→ **Набор упражнений**
(1) Кого в отрывке назначают верным слугой?
(2) Перепишите дословно фрагмент отрывка между словами «И вот я с Шатрелем» и «выбрал правильный путь.» включительно.

→ **Исходный отрывок**
━━━━

Я стою во весь рост и смотрю на окружающее широко распахнутыми глазами тут, в старом монастыре Бханте, настраиваясь на едва уловимые сигналы, предвещающие начало нового и огромного исследования эфирного мира. Кто-то весьма странно и необычно прочитал линии моей ладони, и я вижу, как миллионы жуликов дружелюбно обманывают других, а толпы валят, как таран, в ненормальной транспортной сумятице, и я вновь сажусь в поезд-воронку в этой разрушающей стране, что охватывает все те жестокие и разбивающие друг друга соперничающие стороны, и я слышу непрестанный громкий звон могучей драмы, которая состоит из жизни, а потом из смерти, и они следуют одна за другой и так и бросаются наугад в шальном ритме, который в данный момент неизбежен. Шумная и вневременная Индия стала самой закрученной мандалой из всех. Тут, в Северной Бенгалии, недалеко от свежих цветов и диких Гималаев, стоит декабрь в этом сонме богов, а я получаю благословения священной Сонады, прямо тут, в тайном доме Калю Ринпоче, где тёмная и подлая простуда свалила меня с ног. Я вижу, как маленькие монахи декламируют хором в зимней дымке, тут, высоко в горах, где я стремительно теряю свои силы; и я корчусь в лихорадке, а мне приносят мои вещи, и Мингму назначают моим верным слугой, и я должен о нём хорошо заботиться, и эта тибетская «дакини» улыбается мне и моей новой примитивной фотокамере, и я чувствую себя в безопасности в этом непроницаемом небе; это мой временный дом, и это гигантский дар мне от Калю, и маленькие монахи стали моими духовными помощниками, пока мы едим попкорн и делаем «пуджу» с миллионами «торм», наполненных добрыми намерениями.
И вот я с Шатрелем Ринпоче, это так неожиданно, и это просто благодать – видеть, как маленький Калю мчит за ангелами через всю комнату, в которой старинная мебель диковата и сюрреалистична, но вы знаете, «мальчики всегда остаются мальчиками», и я ясно вижу, что глупое колесо жизни – это ничто иное, как огромная буддистская карта напряжения, охватывающая как видимые так и эфирные сферы, и я благостно вспоминаю о Тангпулу в этой старой комнате Калю, и именно это дружелюбное благословение даёт мне ныне ничем не скованную уверенность в том, что я выбрал правильный путь.
Стоя тут, на Тигровом Холме у самых Гималаев, и мучительно подыскивая свежие слова, я внезапно замолкаю, придавленный огромным чувством священной преданности, которое даёт мне осознать, что огромные святые горы отражают чистые, нетронутые черты души возвышенных и определившихся созданий, отличаемых громадной мощью и великой благодатью лёгкости; это просто чистое присутствие и именно ему, столь истинному переживанию, нельзя научиться из книжек, сколько бы ты их ни читал. Это, знаете ли, мгновенное благословение, которое воскрешает усопших, и тебя ничто не может подготовить к восприятию этого факта; это распростёртая тишина, что позволяет тебе открыть просвет в своём необъятном и драгоценном сознании. И вся эта закрученная спираль проникнута единым стремлением: обладать силой и ясностью, чтобы видеть суть вещей, как солнце, что прошивает промозглую слякоть серого утра, и это постепенное, но внезапное прохождение шаг за шагом, пока порог вдруг не остается позади, и это ежедневное учение, подрагивающее на ветру, как язычок пламени; учение, которое преподаёт нам гордое солнце и исполненные славы горы.

━━━━

→ **Строки данных**
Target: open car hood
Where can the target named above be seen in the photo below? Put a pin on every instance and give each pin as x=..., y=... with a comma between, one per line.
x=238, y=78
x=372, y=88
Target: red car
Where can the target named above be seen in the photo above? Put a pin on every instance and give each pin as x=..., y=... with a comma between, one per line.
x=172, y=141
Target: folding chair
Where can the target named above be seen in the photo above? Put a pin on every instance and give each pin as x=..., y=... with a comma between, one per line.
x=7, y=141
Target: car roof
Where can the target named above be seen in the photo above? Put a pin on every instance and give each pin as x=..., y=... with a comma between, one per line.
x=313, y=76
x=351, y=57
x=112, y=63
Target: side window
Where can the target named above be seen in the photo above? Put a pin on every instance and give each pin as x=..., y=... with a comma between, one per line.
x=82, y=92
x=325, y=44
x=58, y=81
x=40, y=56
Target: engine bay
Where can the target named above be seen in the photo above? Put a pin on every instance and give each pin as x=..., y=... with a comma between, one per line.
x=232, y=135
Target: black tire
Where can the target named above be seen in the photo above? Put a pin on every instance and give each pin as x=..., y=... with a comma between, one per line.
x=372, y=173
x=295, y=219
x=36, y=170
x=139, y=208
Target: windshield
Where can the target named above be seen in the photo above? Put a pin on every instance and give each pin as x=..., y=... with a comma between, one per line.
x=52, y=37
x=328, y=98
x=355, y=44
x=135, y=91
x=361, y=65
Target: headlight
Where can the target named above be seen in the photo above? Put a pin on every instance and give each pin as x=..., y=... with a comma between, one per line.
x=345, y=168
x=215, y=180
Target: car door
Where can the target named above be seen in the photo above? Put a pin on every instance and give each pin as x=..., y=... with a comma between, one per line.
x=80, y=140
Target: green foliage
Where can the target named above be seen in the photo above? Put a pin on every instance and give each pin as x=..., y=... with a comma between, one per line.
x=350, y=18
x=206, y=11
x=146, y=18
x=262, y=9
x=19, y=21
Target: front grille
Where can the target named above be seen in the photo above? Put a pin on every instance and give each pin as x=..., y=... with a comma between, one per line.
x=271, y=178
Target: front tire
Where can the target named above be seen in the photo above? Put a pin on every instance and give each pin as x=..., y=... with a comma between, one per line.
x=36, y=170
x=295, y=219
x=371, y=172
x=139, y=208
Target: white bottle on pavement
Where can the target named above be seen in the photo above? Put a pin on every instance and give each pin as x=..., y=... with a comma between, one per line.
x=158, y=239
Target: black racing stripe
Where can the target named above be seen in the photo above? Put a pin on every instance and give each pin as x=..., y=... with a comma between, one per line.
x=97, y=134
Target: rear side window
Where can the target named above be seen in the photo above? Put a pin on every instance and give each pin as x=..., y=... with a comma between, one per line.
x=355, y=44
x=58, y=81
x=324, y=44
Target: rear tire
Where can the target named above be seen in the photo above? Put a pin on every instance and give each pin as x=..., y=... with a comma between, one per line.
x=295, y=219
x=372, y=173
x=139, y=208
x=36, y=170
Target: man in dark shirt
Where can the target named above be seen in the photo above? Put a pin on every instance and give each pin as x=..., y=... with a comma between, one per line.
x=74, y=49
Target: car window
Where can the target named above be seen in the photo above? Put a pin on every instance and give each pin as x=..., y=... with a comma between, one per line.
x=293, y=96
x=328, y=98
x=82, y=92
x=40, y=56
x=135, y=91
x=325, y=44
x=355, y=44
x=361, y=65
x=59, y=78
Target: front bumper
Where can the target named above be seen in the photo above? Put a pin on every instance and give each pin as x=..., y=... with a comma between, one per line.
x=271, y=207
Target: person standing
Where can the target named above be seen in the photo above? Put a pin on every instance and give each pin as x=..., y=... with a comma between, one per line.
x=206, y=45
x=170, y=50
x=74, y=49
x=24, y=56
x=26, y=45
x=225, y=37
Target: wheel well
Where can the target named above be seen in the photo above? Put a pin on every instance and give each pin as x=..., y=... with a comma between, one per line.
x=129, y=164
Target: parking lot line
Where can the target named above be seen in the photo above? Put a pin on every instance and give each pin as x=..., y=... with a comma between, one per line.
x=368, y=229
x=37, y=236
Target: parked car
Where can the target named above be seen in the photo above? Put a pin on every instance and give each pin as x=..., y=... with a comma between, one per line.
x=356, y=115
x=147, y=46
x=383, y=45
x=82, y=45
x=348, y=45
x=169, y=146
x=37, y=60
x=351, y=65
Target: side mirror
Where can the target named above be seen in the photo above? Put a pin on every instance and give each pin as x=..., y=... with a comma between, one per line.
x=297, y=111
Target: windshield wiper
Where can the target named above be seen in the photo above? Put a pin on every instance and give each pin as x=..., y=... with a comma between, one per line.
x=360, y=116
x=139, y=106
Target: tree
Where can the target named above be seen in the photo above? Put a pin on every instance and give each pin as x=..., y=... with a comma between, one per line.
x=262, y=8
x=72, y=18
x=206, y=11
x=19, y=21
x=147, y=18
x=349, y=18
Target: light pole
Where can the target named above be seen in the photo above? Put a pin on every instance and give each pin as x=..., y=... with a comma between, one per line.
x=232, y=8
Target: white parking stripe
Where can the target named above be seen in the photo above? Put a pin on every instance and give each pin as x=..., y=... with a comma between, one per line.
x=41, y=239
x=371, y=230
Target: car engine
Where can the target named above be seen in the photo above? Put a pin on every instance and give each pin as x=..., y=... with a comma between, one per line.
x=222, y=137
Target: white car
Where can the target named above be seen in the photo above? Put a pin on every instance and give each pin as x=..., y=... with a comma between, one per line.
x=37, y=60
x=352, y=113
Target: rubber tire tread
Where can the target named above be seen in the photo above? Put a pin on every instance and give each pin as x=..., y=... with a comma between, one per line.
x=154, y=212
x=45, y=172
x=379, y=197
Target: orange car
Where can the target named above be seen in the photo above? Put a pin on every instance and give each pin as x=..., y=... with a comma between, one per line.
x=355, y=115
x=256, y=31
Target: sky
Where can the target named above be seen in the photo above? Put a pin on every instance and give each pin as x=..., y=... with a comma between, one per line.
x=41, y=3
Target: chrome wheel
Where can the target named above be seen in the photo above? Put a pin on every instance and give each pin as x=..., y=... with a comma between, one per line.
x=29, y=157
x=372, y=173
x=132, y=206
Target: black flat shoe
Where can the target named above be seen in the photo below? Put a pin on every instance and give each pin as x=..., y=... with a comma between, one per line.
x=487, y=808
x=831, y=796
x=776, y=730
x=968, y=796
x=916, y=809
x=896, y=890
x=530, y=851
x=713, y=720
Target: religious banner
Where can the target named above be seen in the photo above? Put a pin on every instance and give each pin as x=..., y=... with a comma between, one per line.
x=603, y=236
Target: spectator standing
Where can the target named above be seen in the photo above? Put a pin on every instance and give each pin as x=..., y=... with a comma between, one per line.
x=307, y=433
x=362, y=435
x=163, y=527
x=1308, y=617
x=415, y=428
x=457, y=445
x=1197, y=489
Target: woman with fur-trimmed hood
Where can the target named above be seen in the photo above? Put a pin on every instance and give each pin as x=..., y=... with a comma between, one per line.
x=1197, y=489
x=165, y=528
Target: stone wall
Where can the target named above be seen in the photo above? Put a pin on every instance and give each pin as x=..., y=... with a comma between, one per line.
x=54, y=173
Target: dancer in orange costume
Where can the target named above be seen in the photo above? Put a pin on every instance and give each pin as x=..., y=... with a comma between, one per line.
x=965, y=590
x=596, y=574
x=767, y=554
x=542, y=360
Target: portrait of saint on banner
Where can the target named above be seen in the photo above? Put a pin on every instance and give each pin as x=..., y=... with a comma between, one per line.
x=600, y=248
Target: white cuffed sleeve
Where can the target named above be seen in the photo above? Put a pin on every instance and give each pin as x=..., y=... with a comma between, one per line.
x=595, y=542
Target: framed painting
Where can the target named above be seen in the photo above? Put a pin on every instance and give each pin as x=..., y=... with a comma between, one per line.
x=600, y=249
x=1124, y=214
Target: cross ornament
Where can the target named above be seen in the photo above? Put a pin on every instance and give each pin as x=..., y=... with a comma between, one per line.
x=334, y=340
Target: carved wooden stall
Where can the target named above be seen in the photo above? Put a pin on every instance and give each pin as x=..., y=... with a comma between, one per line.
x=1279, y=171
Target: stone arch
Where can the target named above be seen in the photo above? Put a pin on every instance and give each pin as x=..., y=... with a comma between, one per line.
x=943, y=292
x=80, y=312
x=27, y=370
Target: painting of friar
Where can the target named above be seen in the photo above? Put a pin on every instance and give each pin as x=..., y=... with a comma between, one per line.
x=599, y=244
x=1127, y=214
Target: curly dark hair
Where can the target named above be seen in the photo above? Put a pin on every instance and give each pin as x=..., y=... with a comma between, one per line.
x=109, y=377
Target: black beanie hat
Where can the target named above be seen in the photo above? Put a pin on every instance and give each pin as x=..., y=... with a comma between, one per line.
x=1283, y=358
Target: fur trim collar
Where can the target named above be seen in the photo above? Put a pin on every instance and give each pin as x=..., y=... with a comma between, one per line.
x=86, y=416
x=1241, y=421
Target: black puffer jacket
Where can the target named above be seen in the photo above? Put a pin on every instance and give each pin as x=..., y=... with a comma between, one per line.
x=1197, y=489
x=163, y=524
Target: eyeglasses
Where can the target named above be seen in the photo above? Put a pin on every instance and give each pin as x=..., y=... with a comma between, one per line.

━━━━

→ **Ответы к упражнениям**
(1) Мингму.

(2)
И вот я с Шатрелем Ринпоче, это так неожиданно, и это просто благодать – видеть, как маленький Калю мчит за ангелами через всю комнату, в которой старинная мебель диковата и сюрреалистична, но вы знаете, «мальчики всегда остаются мальчиками», и я ясно вижу, что глупое колесо жизни – это ничто иное, как огромная буддистская карта напряжения, охватывающая как видимые так и эфирные сферы, и я благостно вспоминаю о Тангпулу в этой старой комнате Калю, и именно это дружелюбное благословение даёт мне ныне ничем не скованную уверенность в том, что я выбрал правильный путь.